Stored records
BEGIN

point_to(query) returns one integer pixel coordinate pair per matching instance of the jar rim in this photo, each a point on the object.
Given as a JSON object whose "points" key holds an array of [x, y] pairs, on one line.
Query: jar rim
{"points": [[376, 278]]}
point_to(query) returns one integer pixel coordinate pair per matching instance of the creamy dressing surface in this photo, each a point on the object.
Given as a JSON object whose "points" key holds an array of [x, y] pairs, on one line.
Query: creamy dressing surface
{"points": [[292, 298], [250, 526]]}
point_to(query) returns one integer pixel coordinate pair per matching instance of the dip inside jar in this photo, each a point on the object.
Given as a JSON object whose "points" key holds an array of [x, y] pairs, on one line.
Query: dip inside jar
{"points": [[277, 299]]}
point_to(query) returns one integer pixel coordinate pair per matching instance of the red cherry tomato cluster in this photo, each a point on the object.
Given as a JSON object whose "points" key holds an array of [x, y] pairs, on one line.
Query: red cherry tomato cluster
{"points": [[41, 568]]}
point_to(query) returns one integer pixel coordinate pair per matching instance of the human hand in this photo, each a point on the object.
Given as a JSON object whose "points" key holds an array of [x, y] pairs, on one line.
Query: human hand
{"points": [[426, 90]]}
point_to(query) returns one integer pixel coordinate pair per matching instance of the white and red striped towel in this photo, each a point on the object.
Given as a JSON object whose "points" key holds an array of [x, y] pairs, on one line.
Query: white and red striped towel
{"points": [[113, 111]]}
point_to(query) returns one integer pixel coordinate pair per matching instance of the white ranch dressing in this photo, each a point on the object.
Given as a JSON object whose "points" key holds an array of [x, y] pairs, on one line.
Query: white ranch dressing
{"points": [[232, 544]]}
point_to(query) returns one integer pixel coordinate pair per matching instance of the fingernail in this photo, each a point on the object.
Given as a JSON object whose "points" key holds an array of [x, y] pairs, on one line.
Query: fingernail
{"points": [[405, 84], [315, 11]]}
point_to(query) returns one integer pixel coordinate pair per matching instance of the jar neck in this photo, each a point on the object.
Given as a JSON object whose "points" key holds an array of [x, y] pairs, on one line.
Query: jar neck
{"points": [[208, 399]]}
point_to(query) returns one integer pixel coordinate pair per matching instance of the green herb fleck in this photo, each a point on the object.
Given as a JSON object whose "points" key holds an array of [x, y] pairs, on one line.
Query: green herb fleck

END

_About this task_.
Every line that holds the string "herb" must be copied from the records above.

_Exercise result_.
point_to(query) returns one integer pixel coordinate pair per matching instance of the green herb fleck in this photo, each a point on the object.
Query: green herb fleck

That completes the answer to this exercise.